### PROBLEM REQUIREMENTS:
The whole answer is the data below, retyped exactly.

### DATA PROVIDED:
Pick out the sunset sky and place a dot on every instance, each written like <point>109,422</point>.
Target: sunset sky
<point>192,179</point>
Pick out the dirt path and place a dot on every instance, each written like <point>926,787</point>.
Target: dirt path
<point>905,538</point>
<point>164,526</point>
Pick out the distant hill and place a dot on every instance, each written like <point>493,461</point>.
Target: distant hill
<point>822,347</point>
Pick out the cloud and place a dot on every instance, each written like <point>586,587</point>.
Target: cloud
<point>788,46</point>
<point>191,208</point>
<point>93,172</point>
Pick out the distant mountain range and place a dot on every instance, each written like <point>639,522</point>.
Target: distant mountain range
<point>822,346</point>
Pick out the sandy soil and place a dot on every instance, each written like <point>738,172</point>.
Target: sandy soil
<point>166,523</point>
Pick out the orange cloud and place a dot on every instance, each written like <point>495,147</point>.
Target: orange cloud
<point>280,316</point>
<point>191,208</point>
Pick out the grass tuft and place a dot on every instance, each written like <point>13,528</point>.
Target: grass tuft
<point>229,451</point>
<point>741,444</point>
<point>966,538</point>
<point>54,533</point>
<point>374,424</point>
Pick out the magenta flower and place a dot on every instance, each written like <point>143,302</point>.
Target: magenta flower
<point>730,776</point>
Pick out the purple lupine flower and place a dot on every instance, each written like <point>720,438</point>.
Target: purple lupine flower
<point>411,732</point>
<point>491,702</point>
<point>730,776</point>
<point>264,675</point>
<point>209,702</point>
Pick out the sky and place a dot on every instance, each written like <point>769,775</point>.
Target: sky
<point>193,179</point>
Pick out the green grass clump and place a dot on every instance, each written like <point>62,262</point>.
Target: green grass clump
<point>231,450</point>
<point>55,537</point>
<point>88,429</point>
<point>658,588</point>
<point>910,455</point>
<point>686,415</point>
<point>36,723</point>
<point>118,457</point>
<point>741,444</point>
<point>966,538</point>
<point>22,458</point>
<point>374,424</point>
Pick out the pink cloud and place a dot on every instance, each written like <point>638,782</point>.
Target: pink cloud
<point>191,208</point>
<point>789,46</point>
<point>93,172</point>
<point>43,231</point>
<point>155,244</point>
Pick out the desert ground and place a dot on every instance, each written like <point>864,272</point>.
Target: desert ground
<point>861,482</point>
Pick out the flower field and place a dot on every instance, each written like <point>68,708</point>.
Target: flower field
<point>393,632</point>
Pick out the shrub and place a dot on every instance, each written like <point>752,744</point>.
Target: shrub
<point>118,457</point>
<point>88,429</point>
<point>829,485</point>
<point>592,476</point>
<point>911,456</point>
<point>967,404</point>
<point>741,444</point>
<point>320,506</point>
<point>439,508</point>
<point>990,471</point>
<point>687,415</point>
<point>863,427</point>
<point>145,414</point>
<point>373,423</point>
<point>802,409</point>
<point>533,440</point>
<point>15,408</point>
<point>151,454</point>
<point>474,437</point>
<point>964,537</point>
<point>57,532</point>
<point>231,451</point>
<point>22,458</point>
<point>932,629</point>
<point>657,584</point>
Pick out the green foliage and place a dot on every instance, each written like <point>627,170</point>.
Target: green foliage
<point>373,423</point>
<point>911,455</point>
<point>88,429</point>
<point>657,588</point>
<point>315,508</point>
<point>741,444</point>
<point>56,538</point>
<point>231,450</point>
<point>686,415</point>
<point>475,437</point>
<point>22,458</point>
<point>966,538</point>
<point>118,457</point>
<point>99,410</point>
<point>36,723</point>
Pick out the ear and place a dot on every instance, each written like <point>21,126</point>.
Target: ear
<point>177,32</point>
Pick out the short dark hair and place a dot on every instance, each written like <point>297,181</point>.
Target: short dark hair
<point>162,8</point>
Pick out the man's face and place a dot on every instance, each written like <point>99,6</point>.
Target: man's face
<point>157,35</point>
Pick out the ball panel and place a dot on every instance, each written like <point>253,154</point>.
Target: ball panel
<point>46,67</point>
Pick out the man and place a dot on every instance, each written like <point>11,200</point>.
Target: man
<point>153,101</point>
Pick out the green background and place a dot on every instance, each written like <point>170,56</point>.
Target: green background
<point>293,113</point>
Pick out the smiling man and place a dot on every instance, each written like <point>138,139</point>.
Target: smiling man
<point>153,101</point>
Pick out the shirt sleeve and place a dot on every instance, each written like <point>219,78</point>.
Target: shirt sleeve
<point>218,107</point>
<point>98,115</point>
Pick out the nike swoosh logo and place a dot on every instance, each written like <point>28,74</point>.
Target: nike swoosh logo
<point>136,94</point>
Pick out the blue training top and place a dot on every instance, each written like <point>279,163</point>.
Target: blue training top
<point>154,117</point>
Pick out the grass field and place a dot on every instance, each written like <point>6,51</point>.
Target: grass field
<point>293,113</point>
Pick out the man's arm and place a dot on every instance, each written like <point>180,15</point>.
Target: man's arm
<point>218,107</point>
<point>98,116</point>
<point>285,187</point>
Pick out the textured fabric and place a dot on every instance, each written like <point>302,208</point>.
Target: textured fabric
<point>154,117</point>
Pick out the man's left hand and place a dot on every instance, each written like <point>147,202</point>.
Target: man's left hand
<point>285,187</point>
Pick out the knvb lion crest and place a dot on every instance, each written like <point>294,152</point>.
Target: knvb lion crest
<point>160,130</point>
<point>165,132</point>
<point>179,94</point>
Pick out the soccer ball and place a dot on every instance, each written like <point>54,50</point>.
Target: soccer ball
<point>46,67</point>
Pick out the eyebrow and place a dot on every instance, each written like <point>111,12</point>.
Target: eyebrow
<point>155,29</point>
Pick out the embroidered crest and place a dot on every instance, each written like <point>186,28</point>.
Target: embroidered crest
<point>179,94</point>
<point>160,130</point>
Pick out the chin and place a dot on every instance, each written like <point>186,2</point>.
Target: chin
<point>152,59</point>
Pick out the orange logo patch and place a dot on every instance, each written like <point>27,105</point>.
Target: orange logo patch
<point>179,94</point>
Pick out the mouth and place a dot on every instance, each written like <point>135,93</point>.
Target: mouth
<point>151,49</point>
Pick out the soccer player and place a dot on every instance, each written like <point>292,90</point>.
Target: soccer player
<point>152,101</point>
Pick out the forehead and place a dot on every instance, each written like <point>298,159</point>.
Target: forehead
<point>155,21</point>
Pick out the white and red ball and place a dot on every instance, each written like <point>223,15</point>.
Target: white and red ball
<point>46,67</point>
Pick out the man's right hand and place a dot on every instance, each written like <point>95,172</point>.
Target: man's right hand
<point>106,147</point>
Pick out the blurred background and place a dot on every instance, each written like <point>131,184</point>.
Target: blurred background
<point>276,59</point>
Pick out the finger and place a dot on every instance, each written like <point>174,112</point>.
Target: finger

### EXERCISE SOLUTION:
Pick out the sunset sky and place a dot on every instance, each written like <point>109,422</point>.
Target: sunset sky
<point>192,179</point>
Pick out the dirt path and place a dot on every instance, each written like <point>926,787</point>.
Target: dirt path
<point>905,538</point>
<point>164,526</point>
Pick out the distant hill and place a dot on every instance, each written like <point>493,461</point>.
Target: distant hill
<point>822,347</point>
Pick out the cloud and place a dot on every instance, each written like <point>586,587</point>.
Target: cloud
<point>788,46</point>
<point>191,208</point>
<point>93,172</point>
Pick out the distant mountain range and place a dot on every instance, each written like <point>639,522</point>.
Target: distant mountain range
<point>822,346</point>
Pick out the sandy soil and place a dot on every instance, each written like <point>738,172</point>.
Target: sandy soil
<point>166,523</point>
Pick out the orange cloud and place a dot on every instance, each written like <point>495,147</point>.
Target: orange cloud
<point>280,316</point>
<point>191,208</point>
Pick out the grass tuft and place a dot on every instance, each written like <point>13,528</point>.
Target: grass tuft
<point>229,451</point>
<point>741,444</point>
<point>966,538</point>
<point>54,533</point>
<point>374,424</point>
Pick out the magenta flower and place a dot on every instance, each written like <point>143,302</point>.
Target: magenta flower
<point>730,776</point>
Pick out the purple lupine flower and place a dot on every instance, each written like <point>720,438</point>.
Target: purple lupine flower
<point>411,732</point>
<point>491,702</point>
<point>730,776</point>
<point>264,675</point>
<point>209,702</point>
Pick out the sky and place a dot on every instance, each written like <point>769,775</point>.
Target: sky
<point>193,179</point>
Pick out the green grass clump and place a dot on every instance, each written like <point>62,262</point>.
Target: green grass clump
<point>231,450</point>
<point>55,537</point>
<point>88,429</point>
<point>658,588</point>
<point>910,455</point>
<point>686,415</point>
<point>36,723</point>
<point>118,457</point>
<point>741,444</point>
<point>966,538</point>
<point>22,458</point>
<point>374,424</point>
Pick out the pink cloud and place a dot on every instance, each written like <point>638,782</point>.
Target: pink cloud
<point>191,208</point>
<point>789,46</point>
<point>93,172</point>
<point>43,231</point>
<point>155,244</point>
Pick out the desert ground and place a dot on every instance, each written like <point>864,272</point>.
Target: desert ground
<point>861,482</point>
Pick out the flower field and place a dot on every instance, each written like <point>68,708</point>.
Target: flower field
<point>393,632</point>
Pick out the shrub and place a dot on every instance, each written like <point>752,744</point>.
Target: shrub
<point>118,457</point>
<point>88,429</point>
<point>829,485</point>
<point>592,476</point>
<point>911,456</point>
<point>967,404</point>
<point>741,444</point>
<point>320,506</point>
<point>439,508</point>
<point>990,471</point>
<point>687,415</point>
<point>863,427</point>
<point>145,414</point>
<point>373,423</point>
<point>802,409</point>
<point>533,440</point>
<point>15,408</point>
<point>151,454</point>
<point>474,437</point>
<point>964,537</point>
<point>57,532</point>
<point>231,451</point>
<point>22,458</point>
<point>932,629</point>
<point>657,584</point>
Pick out the green foliage and place a dot on every instance, each written like <point>627,170</point>.
Target: green foliage
<point>373,423</point>
<point>911,455</point>
<point>88,429</point>
<point>657,588</point>
<point>315,508</point>
<point>741,444</point>
<point>56,538</point>
<point>231,450</point>
<point>686,415</point>
<point>475,437</point>
<point>22,458</point>
<point>966,538</point>
<point>118,457</point>
<point>99,410</point>
<point>36,723</point>
Pick out the ear and place a dot on every instance, each written like <point>21,126</point>.
Target: ear
<point>177,32</point>
Pick out the short dark hair and place a dot on every instance, each written like <point>297,181</point>.
Target: short dark hair
<point>162,8</point>
Pick out the man's face and place a dot on every instance, each written like <point>99,6</point>.
Target: man's face
<point>157,35</point>
Pick out the ball panel and place a dot on every instance, each written like <point>253,154</point>.
Target: ball panel
<point>46,67</point>
Pick out the man and place a dot on every instance, each written like <point>11,200</point>.
Target: man
<point>153,101</point>
Pick out the green background and place a dot on every instance, each written like <point>170,56</point>.
Target: green background
<point>293,113</point>
Pick out the smiling man and place a dot on every instance, each written like <point>138,139</point>.
Target: smiling man
<point>153,101</point>
Pick out the shirt sleeve and place a dot on every instance, each written like <point>219,78</point>.
Target: shirt sleeve
<point>218,107</point>
<point>98,115</point>
Pick out the nike swoosh logo and place a dot on every instance, each written like <point>28,74</point>.
Target: nike swoosh logo
<point>136,94</point>
Pick out the blue training top and place a dot on every instance, each written like <point>279,163</point>.
Target: blue training top
<point>154,117</point>
Pick out the grass field and place a dot on every instance, each written like <point>6,51</point>.
Target: grass field
<point>293,113</point>
Pick out the man's arm and place a dot on every instance, each written like <point>180,15</point>.
Target: man's arm
<point>218,107</point>
<point>98,116</point>
<point>285,187</point>
Pick out the textured fabric and place a dot on every instance, each written like <point>302,208</point>.
Target: textured fabric
<point>154,117</point>
Pick out the man's left hand and place a dot on every instance, each written like <point>147,202</point>.
Target: man's left hand
<point>285,187</point>
Pick out the knvb lion crest and place a dot on every instance, each written like <point>294,152</point>.
Target: knvb lion crest
<point>160,130</point>
<point>165,132</point>
<point>179,94</point>
Pick out the soccer ball and place a dot on every instance, each written like <point>54,50</point>.
Target: soccer ball
<point>46,67</point>
Pick out the eyebrow and place a dot on every instance, each written like <point>111,12</point>.
Target: eyebrow
<point>155,29</point>
Pick out the embroidered crest and place a dot on every instance, each written like <point>186,28</point>.
Target: embroidered crest
<point>179,94</point>
<point>160,130</point>
Pick out the chin and place a dot on every instance, each written like <point>186,2</point>.
Target: chin
<point>152,59</point>
Pick out the orange logo patch and place a dot on every instance, each written like <point>27,105</point>.
Target: orange logo patch
<point>179,94</point>
Pick out the mouth and place a dot on every instance, each written like <point>135,93</point>.
Target: mouth
<point>151,49</point>
Pick out the soccer player and place a dot on every instance, each written like <point>292,90</point>.
Target: soccer player
<point>152,101</point>
Pick out the forehead and place a dot on every instance, each written like <point>298,159</point>.
Target: forehead
<point>155,21</point>
Pick out the white and red ball and place a dot on every instance, each written like <point>223,15</point>.
Target: white and red ball
<point>46,67</point>
Pick out the man's right hand and place a dot on every instance, each written like <point>95,172</point>.
Target: man's right hand
<point>106,147</point>
Pick out the blurred background and place a dot on every instance, each written like <point>131,184</point>.
Target: blurred background
<point>276,59</point>
Pick out the finger and place a dot on every instance, each written like <point>174,112</point>.
Target: finger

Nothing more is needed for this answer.